• WHAT YOU HAVE TO DO: Filter out every line below that lacks "like", and copy the rest.

• DATA FOR PROCESSING:
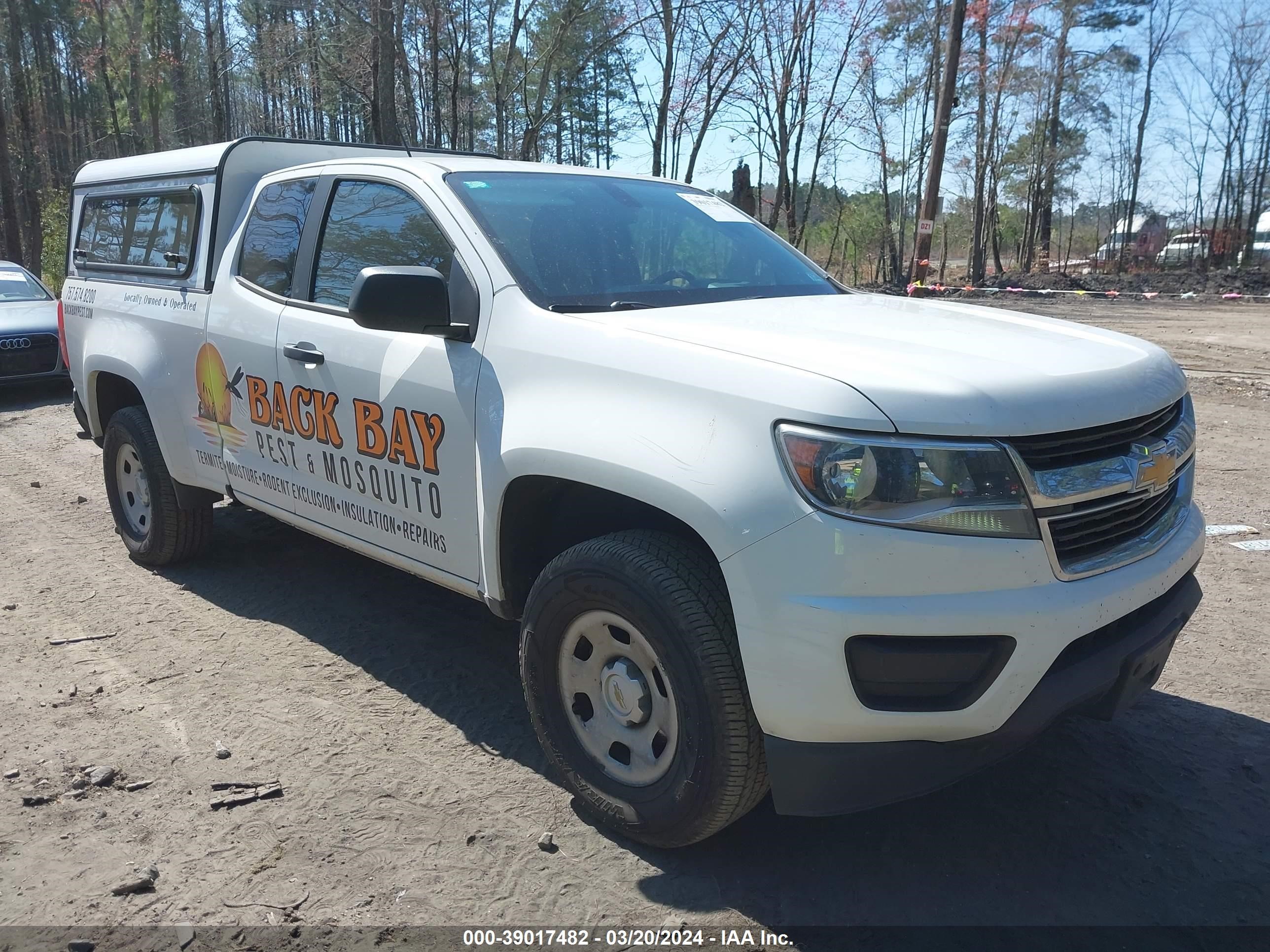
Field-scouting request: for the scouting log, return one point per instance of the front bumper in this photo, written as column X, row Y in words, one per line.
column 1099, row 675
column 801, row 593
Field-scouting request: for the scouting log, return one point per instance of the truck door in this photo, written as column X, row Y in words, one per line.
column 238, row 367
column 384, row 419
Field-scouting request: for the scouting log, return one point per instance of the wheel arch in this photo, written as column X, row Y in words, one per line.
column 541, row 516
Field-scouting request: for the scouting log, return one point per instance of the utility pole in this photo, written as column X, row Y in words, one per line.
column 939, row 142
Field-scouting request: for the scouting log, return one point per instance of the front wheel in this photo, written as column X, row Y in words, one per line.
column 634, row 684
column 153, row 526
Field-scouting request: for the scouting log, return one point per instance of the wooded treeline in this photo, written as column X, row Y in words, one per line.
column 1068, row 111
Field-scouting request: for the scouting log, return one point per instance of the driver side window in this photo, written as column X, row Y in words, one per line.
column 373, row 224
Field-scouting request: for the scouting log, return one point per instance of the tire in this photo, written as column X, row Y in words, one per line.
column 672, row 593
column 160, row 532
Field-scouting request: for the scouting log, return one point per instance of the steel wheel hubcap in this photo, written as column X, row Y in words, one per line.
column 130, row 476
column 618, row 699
==
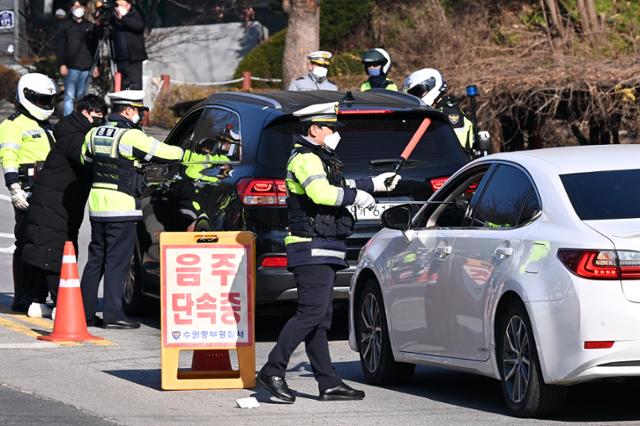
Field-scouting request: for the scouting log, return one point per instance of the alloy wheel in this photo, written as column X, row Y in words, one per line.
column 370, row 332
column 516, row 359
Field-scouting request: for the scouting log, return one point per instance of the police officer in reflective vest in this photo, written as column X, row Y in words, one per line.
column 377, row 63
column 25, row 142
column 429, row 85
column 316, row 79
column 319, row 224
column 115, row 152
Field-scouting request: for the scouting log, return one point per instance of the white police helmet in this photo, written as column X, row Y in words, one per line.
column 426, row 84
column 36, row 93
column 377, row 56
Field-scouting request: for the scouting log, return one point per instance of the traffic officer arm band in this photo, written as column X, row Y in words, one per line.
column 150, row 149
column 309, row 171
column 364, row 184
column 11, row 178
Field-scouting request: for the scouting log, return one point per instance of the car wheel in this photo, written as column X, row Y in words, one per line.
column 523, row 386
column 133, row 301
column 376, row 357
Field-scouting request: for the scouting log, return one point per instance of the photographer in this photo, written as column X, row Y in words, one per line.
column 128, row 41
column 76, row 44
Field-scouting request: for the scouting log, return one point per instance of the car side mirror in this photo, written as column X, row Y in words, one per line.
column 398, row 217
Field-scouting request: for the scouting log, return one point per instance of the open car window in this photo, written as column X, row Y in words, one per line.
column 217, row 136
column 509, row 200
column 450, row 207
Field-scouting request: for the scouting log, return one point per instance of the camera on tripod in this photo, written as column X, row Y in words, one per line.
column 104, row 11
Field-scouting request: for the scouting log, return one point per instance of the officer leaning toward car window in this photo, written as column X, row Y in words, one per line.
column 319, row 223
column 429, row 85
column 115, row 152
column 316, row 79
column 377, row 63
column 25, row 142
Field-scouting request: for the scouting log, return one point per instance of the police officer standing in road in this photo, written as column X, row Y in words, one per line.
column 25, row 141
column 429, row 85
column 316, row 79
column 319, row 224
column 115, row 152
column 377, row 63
--
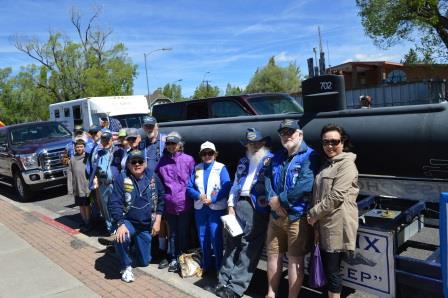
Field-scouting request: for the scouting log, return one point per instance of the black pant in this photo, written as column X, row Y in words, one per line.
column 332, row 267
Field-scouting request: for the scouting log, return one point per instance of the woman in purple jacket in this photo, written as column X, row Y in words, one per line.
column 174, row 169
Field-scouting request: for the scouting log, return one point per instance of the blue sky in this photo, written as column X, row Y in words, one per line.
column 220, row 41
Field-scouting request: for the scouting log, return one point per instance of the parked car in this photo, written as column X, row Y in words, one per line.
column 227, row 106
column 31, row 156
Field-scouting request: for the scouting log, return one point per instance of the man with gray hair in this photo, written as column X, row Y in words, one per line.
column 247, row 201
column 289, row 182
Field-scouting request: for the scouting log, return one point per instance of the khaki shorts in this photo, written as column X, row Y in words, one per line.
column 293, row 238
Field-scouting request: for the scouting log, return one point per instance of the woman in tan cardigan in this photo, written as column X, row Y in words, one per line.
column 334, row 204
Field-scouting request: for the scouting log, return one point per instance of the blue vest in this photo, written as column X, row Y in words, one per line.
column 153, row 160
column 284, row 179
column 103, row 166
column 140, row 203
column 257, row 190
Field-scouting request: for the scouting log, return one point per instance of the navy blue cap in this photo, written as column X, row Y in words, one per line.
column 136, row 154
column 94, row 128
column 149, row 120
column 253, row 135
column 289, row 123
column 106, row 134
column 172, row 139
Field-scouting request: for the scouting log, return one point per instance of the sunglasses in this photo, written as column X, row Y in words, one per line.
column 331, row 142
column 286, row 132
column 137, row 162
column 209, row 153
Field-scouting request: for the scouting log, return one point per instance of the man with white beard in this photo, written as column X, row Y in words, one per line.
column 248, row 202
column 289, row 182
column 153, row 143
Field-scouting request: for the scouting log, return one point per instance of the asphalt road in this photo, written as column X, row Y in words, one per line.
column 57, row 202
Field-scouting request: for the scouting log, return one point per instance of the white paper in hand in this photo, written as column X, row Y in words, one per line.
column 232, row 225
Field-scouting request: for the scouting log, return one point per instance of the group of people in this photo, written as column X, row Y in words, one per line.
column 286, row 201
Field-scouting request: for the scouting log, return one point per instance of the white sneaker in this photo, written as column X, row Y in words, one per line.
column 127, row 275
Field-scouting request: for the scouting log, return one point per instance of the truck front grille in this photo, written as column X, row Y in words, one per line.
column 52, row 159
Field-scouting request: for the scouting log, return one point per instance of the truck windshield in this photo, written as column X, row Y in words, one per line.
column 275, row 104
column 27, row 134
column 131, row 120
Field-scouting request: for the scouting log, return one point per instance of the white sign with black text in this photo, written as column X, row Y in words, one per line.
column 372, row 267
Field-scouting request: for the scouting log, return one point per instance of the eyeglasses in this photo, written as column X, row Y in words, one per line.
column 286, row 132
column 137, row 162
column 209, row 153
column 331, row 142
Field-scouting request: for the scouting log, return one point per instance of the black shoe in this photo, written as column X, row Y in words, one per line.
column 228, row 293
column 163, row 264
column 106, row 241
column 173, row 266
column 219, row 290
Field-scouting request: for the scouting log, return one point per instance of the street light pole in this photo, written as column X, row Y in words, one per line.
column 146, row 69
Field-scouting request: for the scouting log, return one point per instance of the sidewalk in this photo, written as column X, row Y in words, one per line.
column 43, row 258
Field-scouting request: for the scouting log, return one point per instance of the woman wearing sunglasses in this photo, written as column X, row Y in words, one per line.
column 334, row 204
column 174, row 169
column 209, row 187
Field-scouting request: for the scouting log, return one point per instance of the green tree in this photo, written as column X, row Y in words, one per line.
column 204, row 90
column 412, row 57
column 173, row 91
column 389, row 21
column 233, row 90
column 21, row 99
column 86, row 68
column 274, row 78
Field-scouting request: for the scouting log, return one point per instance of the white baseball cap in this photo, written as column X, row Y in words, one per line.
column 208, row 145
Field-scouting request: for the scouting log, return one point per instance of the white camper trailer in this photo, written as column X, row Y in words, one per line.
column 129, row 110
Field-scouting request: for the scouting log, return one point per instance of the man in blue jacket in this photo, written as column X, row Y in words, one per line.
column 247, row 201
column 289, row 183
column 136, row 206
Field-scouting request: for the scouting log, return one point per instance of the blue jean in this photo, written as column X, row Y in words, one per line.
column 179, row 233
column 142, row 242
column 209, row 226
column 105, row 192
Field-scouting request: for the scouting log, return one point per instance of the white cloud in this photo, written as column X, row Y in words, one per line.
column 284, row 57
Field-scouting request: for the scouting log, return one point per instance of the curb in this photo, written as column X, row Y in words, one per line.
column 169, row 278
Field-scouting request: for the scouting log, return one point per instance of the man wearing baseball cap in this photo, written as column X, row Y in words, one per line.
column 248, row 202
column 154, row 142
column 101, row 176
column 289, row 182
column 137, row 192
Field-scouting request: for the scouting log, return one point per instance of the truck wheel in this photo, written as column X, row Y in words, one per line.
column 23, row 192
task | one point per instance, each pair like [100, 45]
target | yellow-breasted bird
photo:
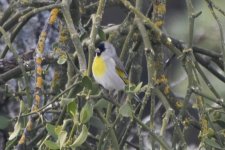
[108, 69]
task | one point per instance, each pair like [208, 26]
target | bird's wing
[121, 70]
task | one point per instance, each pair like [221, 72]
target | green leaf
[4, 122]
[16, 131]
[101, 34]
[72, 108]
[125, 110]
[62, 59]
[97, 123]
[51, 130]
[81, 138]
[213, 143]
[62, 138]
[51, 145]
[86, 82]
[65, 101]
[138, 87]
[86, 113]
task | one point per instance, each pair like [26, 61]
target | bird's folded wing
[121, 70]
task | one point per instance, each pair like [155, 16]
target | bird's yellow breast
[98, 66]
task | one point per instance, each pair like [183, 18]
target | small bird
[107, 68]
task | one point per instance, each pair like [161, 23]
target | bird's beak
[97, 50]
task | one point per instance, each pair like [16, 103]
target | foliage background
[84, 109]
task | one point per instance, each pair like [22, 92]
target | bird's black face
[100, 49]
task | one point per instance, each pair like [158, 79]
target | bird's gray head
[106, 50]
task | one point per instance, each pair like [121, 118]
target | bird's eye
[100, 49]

• OUTPUT OF THE TASK:
task | one point per instance, each pair like [100, 45]
task | one point per instance, each pair like [208, 26]
task | one point per instance, each pair like [221, 72]
task | one point per instance, each pair like [26, 61]
task | one point per instance, each pair like [155, 16]
task | one point per instance, each pair like [183, 18]
task | one point per instance, each pair like [161, 23]
task | one point per instance, each pair like [16, 103]
task | one point per instance, each pair like [22, 92]
task | one point per instance, each pair like [158, 79]
task | one point per instance, each pair like [121, 118]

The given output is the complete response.